Format the records below as a numbered list, with blank lines left out. Leave the pictures out of the list.

-- start SUPPLIED INFORMATION --

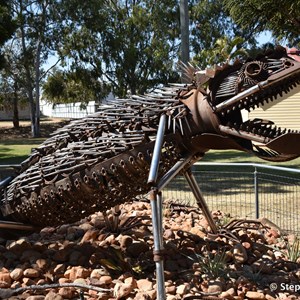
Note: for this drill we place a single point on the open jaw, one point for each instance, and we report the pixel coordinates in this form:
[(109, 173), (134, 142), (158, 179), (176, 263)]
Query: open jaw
[(251, 85)]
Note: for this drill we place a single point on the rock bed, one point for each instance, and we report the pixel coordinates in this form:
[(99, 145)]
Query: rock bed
[(111, 258)]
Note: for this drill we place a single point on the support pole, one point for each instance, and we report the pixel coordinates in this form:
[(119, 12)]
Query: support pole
[(158, 244), (157, 151), (156, 210), (200, 200)]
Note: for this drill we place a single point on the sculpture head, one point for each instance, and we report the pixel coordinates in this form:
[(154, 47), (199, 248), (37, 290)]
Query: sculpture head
[(244, 86)]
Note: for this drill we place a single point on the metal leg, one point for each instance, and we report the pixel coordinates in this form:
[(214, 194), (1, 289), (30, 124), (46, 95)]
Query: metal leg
[(157, 151), (155, 200), (200, 200)]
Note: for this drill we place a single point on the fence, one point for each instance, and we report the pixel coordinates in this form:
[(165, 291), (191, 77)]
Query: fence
[(245, 190), (242, 190)]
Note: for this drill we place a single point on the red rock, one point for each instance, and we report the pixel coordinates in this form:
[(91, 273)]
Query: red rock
[(144, 284), (105, 280), (89, 236), (31, 273), (67, 293), (5, 279), (255, 295), (53, 296), (122, 290), (16, 274)]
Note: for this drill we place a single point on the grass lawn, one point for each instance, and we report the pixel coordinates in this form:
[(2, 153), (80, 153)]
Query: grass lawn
[(16, 144), (16, 150)]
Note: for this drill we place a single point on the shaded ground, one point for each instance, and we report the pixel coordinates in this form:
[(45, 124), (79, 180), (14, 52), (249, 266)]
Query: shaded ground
[(48, 125)]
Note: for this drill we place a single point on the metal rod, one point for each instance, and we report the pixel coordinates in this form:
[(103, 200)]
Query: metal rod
[(160, 216), (157, 150), (158, 246), (261, 86), (256, 194), (174, 171), (5, 182), (200, 200)]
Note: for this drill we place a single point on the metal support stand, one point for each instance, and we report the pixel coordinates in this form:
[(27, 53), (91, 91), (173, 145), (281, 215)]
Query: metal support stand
[(200, 200), (155, 197), (156, 207)]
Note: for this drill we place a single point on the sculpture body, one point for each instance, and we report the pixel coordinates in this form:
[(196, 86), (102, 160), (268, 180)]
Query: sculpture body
[(104, 159)]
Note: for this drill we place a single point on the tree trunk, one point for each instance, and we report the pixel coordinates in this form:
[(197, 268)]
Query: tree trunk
[(37, 89), (184, 27), (16, 121)]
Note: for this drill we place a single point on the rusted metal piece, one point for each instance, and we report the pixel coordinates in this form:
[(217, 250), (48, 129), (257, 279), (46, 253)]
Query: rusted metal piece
[(104, 159)]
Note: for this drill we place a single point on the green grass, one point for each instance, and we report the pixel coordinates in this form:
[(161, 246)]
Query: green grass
[(232, 156), (15, 151)]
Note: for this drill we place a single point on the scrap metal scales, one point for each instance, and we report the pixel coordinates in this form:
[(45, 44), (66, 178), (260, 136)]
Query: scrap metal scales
[(94, 163), (132, 146)]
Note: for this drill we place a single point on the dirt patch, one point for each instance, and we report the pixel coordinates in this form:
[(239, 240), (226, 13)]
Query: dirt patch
[(47, 126)]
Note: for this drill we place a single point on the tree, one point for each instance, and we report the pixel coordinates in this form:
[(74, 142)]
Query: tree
[(130, 44), (282, 18), (224, 51), (7, 25), (12, 92), (33, 42), (78, 86), (211, 25)]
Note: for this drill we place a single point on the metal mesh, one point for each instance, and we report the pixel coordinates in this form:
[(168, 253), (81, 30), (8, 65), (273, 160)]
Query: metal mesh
[(245, 192)]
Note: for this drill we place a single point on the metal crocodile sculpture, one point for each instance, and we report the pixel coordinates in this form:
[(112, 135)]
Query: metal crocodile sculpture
[(102, 160)]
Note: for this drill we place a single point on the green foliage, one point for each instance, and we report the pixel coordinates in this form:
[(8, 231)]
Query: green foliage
[(223, 51), (78, 86), (211, 265), (293, 250), (280, 17), (131, 44), (210, 25), (7, 26)]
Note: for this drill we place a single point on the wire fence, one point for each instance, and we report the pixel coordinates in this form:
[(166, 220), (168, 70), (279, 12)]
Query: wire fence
[(241, 190), (245, 191)]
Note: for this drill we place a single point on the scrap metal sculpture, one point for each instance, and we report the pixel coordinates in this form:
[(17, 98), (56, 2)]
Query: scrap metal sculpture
[(133, 146), (104, 159)]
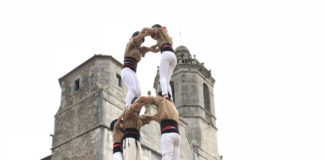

-- end SUPPLIED INFORMATION --

» WRITTEN RESPONSE
1. Note: for this drill we place a single point on the open jaw, one point for each instance, and we report the pixel coordinates in this form:
2. [(109, 173), (134, 142), (158, 179), (176, 263)]
3. Query: open jaw
4. [(251, 85)]
5. Note: for this drill we place a single point on the rock bed, one point for each instance, and we report the pixel coordinates in this form:
6. [(99, 145)]
7. Query: rock bed
8. [(111, 258)]
9. Note: for this drill we place a single point on the support pole, one point for each instance, and we report the pixel coordinates in this form:
10. [(119, 12)]
11. Query: support pole
12. [(158, 244), (157, 151), (156, 210), (200, 200)]
13. Note: for this drill we place a single point on the sculpture head, one point for each instance, and we report the pixel coordinates in this form:
14. [(154, 47), (199, 248), (37, 290)]
15. Query: sculpture head
16. [(244, 86)]
17. Note: for this drill we place a single point on the metal leg, one point for each instance, and we report the pixel coordinates in this form:
18. [(214, 194), (1, 289), (30, 124), (46, 95)]
19. Query: metal leg
20. [(157, 151), (155, 200), (200, 200)]
21. Note: for this drill we place a single point on the fence, one point for each instance, and we report the pixel coordinates in this form:
22. [(165, 291), (191, 77)]
23. Query: fence
24. [(245, 190), (242, 190)]
25. Note: for this drill we place a single point on the red rock, one point for each instance, and we report the pixel coordinates in this form:
26. [(91, 273)]
27. Query: red rock
28. [(144, 284), (105, 280), (89, 236), (31, 273), (67, 293), (5, 279), (255, 295), (53, 296), (122, 290), (16, 274)]
29. Note: for this drill we place a single point on the grass lawn, one point for each instance, and we report the pixel coordinates in this form:
30. [(2, 153), (80, 153)]
31. Query: grass lawn
32. [(16, 144), (16, 150)]
33. Note: for this drill we place a single point on the shaded ground, one point for each instance, and we report the pixel coordinates in this form:
34. [(45, 124), (79, 180), (14, 52), (249, 266)]
35. Query: shaded ground
36. [(48, 125)]
37. Note: for this drill we place a single point on the metal rod, one point for each instance, and we report the pixel coordinates in this form:
38. [(103, 200)]
39. Query: metal rod
40. [(160, 216), (157, 150), (158, 246), (261, 86), (256, 194), (174, 171), (5, 182), (200, 200)]
41. Note: for this drill we place a single point on the metal support stand, one point for each instance, and we report the pixel coordinates in this form:
42. [(27, 53), (91, 91), (173, 145), (281, 215)]
43. Query: metal support stand
44. [(200, 200), (155, 197), (156, 207)]
45. Note: for this drill we place a single point on the sculpture body, one point for each instance, and we report the pixel coordinates in this form:
46. [(196, 86), (102, 160), (268, 180)]
47. Query: sculpture body
48. [(104, 159)]
49. Note: for this drill we place a single point on the tree trunk, one point for each instance, and we report the pixel coordinates in this form:
50. [(197, 268)]
51. Query: tree trunk
52. [(37, 89), (184, 27), (16, 121)]
53. Note: for this drill we place a single point on the rusted metal piece, one point for each instance, and we report the pixel coordinates in this form:
54. [(217, 250), (48, 129), (257, 279), (46, 253)]
55. Query: rusted metal piece
56. [(104, 159)]
57. Note: for this drill we place a single point on the green grass, one point for each instance, and we report the pixel coordinates in this form:
58. [(161, 246)]
59. Query: green grass
60. [(232, 156), (15, 151)]
61. Note: for this drill we place a single point on the scrap metal scales, one point for each instance, and we report the pixel coordinates in this form:
62. [(45, 44), (66, 178), (260, 136)]
63. Query: scrap metal scales
64. [(94, 163), (132, 146)]
65. Note: for this drill we place a single point on the dirt patch, one point for each instance, and we report the pixel coordinates in this form:
66. [(239, 240), (226, 13)]
67. Query: dirt patch
68. [(47, 126)]
69. Note: for this drill we place a single point on the tree, one point for each instance, and we report the pixel coordinates in this form:
70. [(74, 142)]
71. Query: tree
72. [(130, 44), (282, 18), (224, 51), (7, 25), (12, 92), (33, 42), (78, 86), (211, 25)]
73. Note: for this drill we place a single point on the metal mesh, one point for each instance, and we report the pixel coordinates in this form:
74. [(168, 253), (81, 30), (8, 65), (273, 160)]
75. Query: metal mesh
76. [(245, 192)]
77. Note: for this drill we place a single point on the metal crocodile sculpture, one point for each instance, and we report the pixel coordinates in this form:
78. [(112, 135)]
79. Query: metal crocodile sculpture
80. [(102, 160)]
81. Note: for this drill we place a single point on the green foliage, one point for each instance, and we report the pixel coordinates in this form:
82. [(8, 231)]
83. Query: green foliage
84. [(223, 51), (78, 86), (211, 265), (293, 250), (280, 17), (131, 44), (210, 25), (7, 26)]
85. Note: for this drill we place a single point on the wire fence, one point for each instance, and we report the pixel coordinates in this form:
86. [(166, 220), (168, 70), (279, 12)]
87. Query: wire fence
88. [(241, 190), (245, 191)]
89. Note: for this drill we place a single point on the scrap metal sculpture, one point for each instance, and we report the pixel coordinates in this form:
90. [(17, 98), (56, 2)]
91. Query: scrap metal sculpture
92. [(133, 146), (104, 159)]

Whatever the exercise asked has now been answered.